> [EXTRACT PROVIDED]:
▬▬▬▬▬▬▬▬▬▬
So busy, no time even to sit here and tell you about it. Nothing special, just the usual - work, family, house, friends, stuff. It's all great, and it all feels a bit too much sometimes.

Had a sleepover with Eli this week, most importantly, as brother Ben was sick. On the streetcar back to my house, he looked at me seriously. "Glamma, is it today or tomorrow?"
How to answer such an existential question?
We decided to plant his little garden, as we did last year. What did he want to grow? "Strawberries," he said, after careful consideration, "and sushi."
Jean-Marc and Richard, who love kids and are wonderful with them, came to visit. JM told Eli they were going to fly home. After they left, he said, "How did those guys fly home? What if they lose their superpowers?”
▬▬▬▬▬▬▬▬▬▬
> [GIVEN MATERIAL]:
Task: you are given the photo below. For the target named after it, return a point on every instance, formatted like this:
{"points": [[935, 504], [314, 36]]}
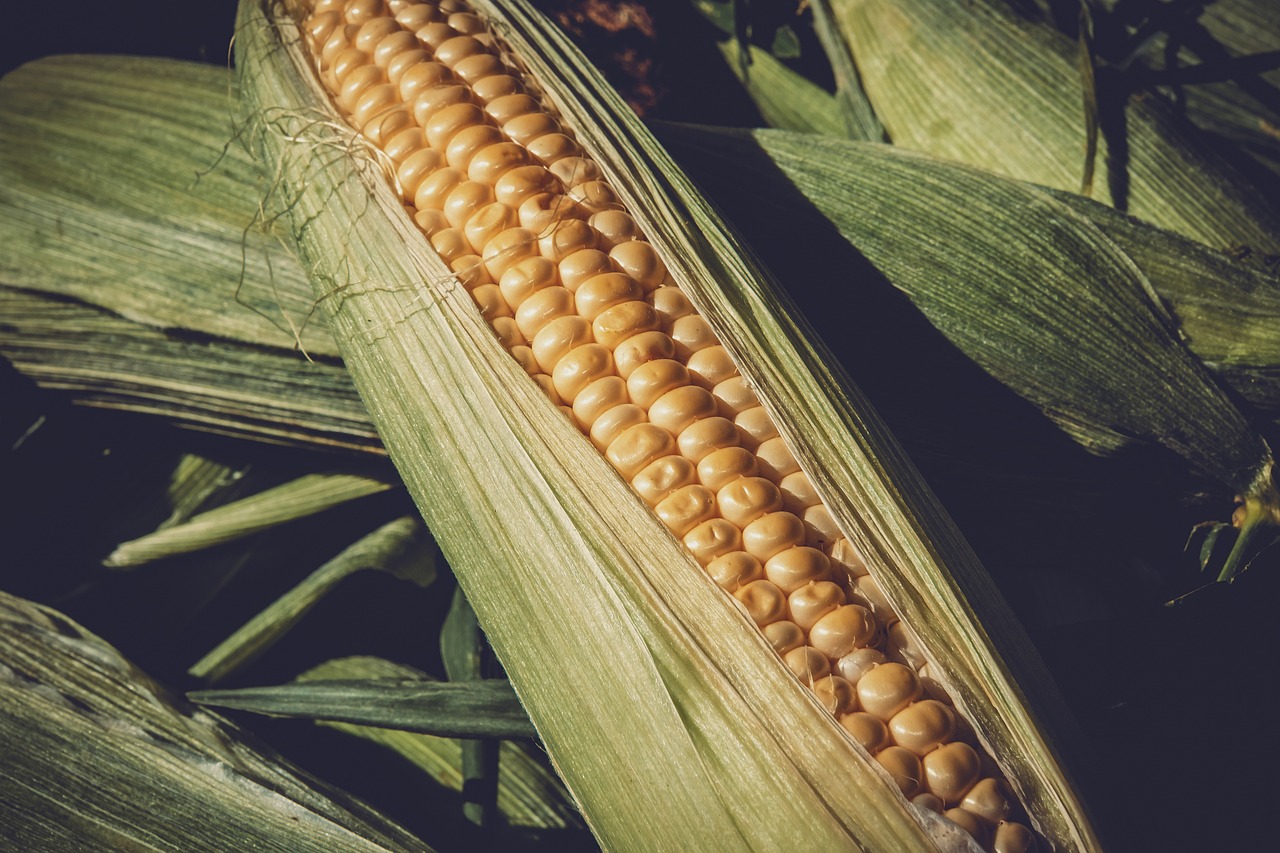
▬▬▬▬▬▬▬▬▬▬
> [ACTIONS TO TAKE]:
(a) Repeat, word for word, the stretch from "Had a sleepover" through "an existential question?" in the post about Eli's sleepover.
(b) Carry on the post about Eli's sleepover, starting right after its final sentence.
The lines come from a separate source and have no connection to the post about Eli's sleepover.

> [RESPONSES PER TASK]:
(a)
Had a sleepover with Eli this week, most importantly, as brother Ben was sick. On the streetcar back to my house, he looked at me seriously. "Glamma, is it today or tomorrow?"
How to answer such an existential question?

(b)
I realized what a gift it is to spend time with a small child - to enter that world of limitless possibility. I had to keep stopping myself from being rational and a wet blanket - as in the improv exercise, to say "Yes and..." rather than "Yes but..." Go there with him and learn to play once more. At least to get my creaking old self to try. Though in fact, not so creaking - we went to the new Regent Park playground, and I did quite a bit of climbing on the climbing things. That was fun, releasing my inner 4-year old.

When we got back to his place next day, brother Ben was asleep and getting better, under a little blanket Auntie Do knitted for his mother Anna, lo these many years. 
Apparently after I left, Eli said, "I miss Gramma already." And if there's a greater gift than that, I do not know what it is.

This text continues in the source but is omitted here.